◆ Entries shown
◇ ◇ ◇ ◇

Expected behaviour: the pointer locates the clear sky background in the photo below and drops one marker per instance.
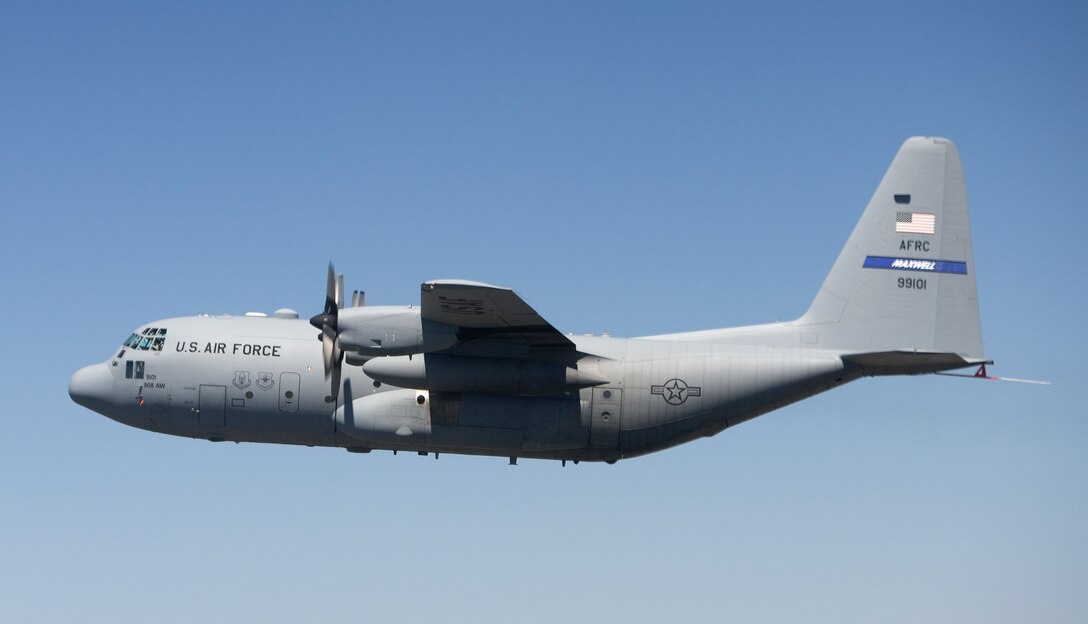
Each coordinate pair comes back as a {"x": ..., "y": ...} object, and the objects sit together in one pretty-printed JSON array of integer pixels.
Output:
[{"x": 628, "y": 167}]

◇ ◇ ◇ ◇

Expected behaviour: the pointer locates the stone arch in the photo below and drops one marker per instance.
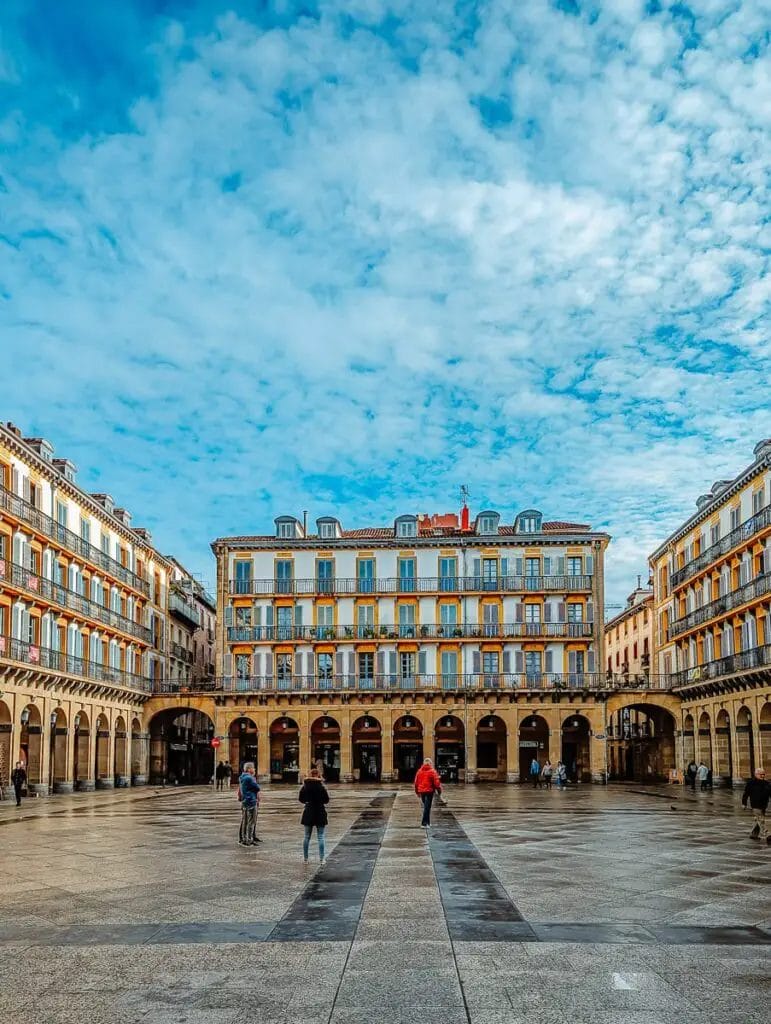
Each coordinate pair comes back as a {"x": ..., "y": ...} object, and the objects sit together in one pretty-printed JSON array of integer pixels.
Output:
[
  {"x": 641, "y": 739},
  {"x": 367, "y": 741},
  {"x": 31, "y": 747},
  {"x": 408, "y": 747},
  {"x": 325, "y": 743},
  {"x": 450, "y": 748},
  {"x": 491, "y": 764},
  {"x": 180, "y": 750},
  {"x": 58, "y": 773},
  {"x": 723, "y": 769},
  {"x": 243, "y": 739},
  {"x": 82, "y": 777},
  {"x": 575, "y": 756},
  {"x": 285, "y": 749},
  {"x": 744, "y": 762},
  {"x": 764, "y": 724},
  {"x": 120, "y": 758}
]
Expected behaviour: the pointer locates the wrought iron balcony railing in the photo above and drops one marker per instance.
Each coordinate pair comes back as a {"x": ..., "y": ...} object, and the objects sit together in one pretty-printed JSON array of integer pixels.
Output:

◇ ◇ ◇ ◇

◆ Directions for this task
The lines to return are those in the records above that hold the word "pointer".

◆ Task result
Expected behaviour: the pointer locates the clear sky background in the photo below and drops one marker per instance.
Expected behaviour: the pointer locates the stone arch in the photo below and drops one marker per instance.
Expected behaviour: the pointer locates the wrought iron balcony railing in the photo above and drops one marker per instance.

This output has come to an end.